===== Record excerpts =====

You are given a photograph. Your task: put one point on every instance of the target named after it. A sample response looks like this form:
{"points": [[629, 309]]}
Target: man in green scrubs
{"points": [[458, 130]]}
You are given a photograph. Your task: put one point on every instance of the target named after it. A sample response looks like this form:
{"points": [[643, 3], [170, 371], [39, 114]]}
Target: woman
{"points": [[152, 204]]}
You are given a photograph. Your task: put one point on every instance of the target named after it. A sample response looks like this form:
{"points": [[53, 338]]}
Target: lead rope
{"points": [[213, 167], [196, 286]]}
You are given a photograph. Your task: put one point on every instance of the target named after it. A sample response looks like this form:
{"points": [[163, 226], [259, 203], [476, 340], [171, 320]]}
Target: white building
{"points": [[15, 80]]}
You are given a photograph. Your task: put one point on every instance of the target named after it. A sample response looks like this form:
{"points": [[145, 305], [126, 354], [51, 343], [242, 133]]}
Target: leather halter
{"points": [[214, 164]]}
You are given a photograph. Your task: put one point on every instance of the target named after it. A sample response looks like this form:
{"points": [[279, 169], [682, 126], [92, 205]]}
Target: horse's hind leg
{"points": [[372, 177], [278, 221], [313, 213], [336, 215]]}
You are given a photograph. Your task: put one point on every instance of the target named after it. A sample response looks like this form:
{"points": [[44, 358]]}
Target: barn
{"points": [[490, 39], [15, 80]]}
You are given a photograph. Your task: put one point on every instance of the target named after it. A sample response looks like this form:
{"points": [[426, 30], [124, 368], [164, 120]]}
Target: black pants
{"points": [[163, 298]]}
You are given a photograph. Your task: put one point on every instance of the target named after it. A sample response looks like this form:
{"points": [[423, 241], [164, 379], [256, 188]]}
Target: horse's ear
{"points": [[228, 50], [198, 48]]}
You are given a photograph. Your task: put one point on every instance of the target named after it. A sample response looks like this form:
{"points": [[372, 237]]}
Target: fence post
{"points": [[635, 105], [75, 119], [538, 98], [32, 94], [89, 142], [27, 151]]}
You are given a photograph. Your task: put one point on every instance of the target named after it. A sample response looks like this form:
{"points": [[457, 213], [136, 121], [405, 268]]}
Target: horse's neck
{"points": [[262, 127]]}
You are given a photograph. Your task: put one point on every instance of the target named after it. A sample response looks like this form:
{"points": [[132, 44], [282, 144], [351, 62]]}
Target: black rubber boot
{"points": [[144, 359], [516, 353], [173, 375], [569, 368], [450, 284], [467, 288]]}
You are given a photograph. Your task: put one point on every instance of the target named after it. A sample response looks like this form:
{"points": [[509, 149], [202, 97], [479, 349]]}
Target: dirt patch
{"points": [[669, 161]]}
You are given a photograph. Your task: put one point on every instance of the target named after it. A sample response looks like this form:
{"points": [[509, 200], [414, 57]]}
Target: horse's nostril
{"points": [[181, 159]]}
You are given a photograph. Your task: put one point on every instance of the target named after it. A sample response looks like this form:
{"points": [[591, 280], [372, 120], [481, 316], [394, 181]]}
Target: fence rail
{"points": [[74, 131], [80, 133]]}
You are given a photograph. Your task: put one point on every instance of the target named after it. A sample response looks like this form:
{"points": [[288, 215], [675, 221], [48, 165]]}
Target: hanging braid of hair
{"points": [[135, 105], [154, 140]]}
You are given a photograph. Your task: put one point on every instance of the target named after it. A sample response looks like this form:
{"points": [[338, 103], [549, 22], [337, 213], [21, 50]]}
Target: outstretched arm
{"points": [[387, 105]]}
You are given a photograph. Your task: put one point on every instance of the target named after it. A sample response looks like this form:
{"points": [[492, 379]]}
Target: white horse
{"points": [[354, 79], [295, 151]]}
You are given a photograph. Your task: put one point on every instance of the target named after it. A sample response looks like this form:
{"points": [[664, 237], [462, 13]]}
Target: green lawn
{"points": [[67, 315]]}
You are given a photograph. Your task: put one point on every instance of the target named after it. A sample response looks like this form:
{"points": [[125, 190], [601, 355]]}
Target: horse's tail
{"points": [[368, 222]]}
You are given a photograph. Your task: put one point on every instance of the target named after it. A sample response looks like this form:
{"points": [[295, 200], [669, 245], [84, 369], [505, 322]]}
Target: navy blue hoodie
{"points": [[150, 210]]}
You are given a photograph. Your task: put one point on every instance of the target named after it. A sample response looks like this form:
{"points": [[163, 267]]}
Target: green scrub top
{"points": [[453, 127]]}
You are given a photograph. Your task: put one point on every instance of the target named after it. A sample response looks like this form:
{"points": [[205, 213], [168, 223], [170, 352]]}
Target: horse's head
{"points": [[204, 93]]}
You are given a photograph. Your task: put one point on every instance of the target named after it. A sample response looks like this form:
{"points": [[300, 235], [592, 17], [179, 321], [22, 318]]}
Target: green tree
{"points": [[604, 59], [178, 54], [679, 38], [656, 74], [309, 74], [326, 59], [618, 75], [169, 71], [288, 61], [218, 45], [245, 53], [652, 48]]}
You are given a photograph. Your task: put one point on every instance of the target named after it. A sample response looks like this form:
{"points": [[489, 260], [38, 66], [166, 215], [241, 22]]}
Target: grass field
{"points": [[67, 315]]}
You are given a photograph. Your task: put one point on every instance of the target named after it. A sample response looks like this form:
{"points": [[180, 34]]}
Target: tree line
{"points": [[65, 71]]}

=====

With the material above as the source, restate each line word for word.

You are given a photograph. Your task: put one point on every instance of the target named after it. A sample response looks like this form:
{"points": [[629, 309]]}
Target: man in green scrubs
{"points": [[458, 130]]}
You are given a photograph. Your task: put one point on every instance of the target named after it. A sample response looks like this form:
{"points": [[643, 3], [170, 371], [39, 114]]}
Target: woman
{"points": [[152, 204]]}
You are given a photograph. Your task: put one point on every instance of the target named after it. A sample response looks like this form:
{"points": [[53, 338]]}
Target: lead rope
{"points": [[213, 167], [196, 286]]}
You are given a photograph. Your task: put one point on every instance of the target named after it. A sample response looks like this form:
{"points": [[163, 226], [259, 203], [476, 340], [171, 320]]}
Target: white building
{"points": [[15, 80]]}
You are given a photograph. Your task: put one point on every instance of the target named after it. A sample response looks like this form:
{"points": [[145, 305], [126, 354], [51, 343], [242, 133]]}
Target: leather halter
{"points": [[214, 164]]}
You are given a photograph. Your task: put one point on every instance of the target named after it. A sample response looks like this form:
{"points": [[279, 169], [682, 126], [92, 205]]}
Target: horse's hind leg
{"points": [[372, 177], [278, 221], [313, 213], [336, 215]]}
You are given a photograph. Your task: put one point on every instance of the target named after it. A sample response looks like this form:
{"points": [[44, 358]]}
Target: barn
{"points": [[490, 39], [15, 80]]}
You are given a photograph. Your task: put one point on every instance of the target named after it. A sample response looks like this form:
{"points": [[426, 30], [124, 368], [164, 120]]}
Target: black pants
{"points": [[163, 298]]}
You are given a photograph. Your task: put one point on every instance of the target named after it. A sample response looks like this form:
{"points": [[423, 241], [164, 379], [256, 188]]}
Target: horse's ear
{"points": [[228, 50], [198, 48]]}
You are given a photograph. Your task: put one point on every instance of the target named after it. A sample response looks like this form:
{"points": [[372, 237]]}
Target: fence post
{"points": [[635, 105], [75, 119], [538, 98], [32, 94], [89, 142], [27, 151]]}
You are given a photograph. Your task: put one point on every instance of the target named after it. A sample response looks like this form:
{"points": [[457, 213], [136, 121], [405, 268]]}
Target: horse's neck
{"points": [[262, 127]]}
You are given a photograph. Your task: put one point on every instance of the target named after it. A sample response looks like this form:
{"points": [[132, 44], [282, 144], [351, 62]]}
Target: black rubber boot
{"points": [[144, 359], [516, 353], [173, 375], [569, 368], [450, 284], [467, 288]]}
You are given a photograph. Your task: put one point on every instance of the target named after it. A sample response looks like this form:
{"points": [[509, 149], [202, 97], [479, 349]]}
Target: dirt patch
{"points": [[669, 161]]}
You are given a photograph. Your task: put one point on every instance of the target named after it. A sample response looks like this form:
{"points": [[509, 200], [414, 57]]}
Target: horse's nostril
{"points": [[181, 159]]}
You are given a photograph. Your task: put one point on every instance of the target named after it. A sample response looks like this form:
{"points": [[591, 280], [372, 120], [481, 316], [394, 181]]}
Target: fence rail
{"points": [[74, 131], [80, 133]]}
You are given a photograph. Your task: put one point on every instance of the target named after it. A sample response looks like this form:
{"points": [[288, 215], [675, 221], [48, 165]]}
Target: hanging braid of hair
{"points": [[135, 105], [154, 140]]}
You are given a photograph. Your task: put one point on every instance of the target named after it. A sample response looks like this form:
{"points": [[338, 103], [549, 22], [337, 213], [21, 50]]}
Target: outstretched arm
{"points": [[387, 105]]}
You are given a photograph. Your task: put one point on every instance of the target named after it. A sample response looks like this form:
{"points": [[492, 379]]}
Target: white horse
{"points": [[354, 79], [295, 151]]}
You are given a photograph. Your task: put one point on every instance of the target named after it. A sample response looks like this form:
{"points": [[664, 237], [462, 13]]}
Target: green lawn
{"points": [[67, 315]]}
You are given a photograph. Your task: put one point on every instance of the target named after it. A sample response looks like this form:
{"points": [[125, 190], [601, 355]]}
Target: horse's tail
{"points": [[368, 222]]}
You are given a photograph. Your task: put one point on every instance of the target named after it. A sample response looks like this form:
{"points": [[295, 200], [669, 245], [84, 369], [505, 322]]}
Target: navy blue hoodie
{"points": [[150, 210]]}
You are given a photograph. Your task: put one point on every instance of the target named after it. A sample response looks like this form:
{"points": [[163, 267]]}
Target: green scrub top
{"points": [[453, 127]]}
You are given a photograph. Your task: put one point on every instance of the target named after it. A sample response looks like this form:
{"points": [[205, 213], [168, 223], [170, 352]]}
Target: horse's head
{"points": [[204, 93]]}
You are given a photograph. Your task: put one point on every instance of the target named after it. A sample response looks like this form:
{"points": [[300, 235], [592, 17], [179, 321], [22, 318]]}
Target: green tree
{"points": [[604, 59], [178, 54], [679, 38], [656, 74], [309, 74], [326, 59], [618, 75], [169, 71], [288, 61], [218, 45], [245, 53], [652, 48]]}
You are given a photograph. Your task: put one point on every instance of the target named after it. A sample response looks like this form:
{"points": [[489, 260], [38, 66], [166, 215], [241, 22]]}
Target: grass field
{"points": [[67, 315]]}
You are given a photograph. Your task: put one point on every instance of the target named after it. A sample response looks like this form:
{"points": [[180, 34]]}
Target: tree line
{"points": [[65, 71]]}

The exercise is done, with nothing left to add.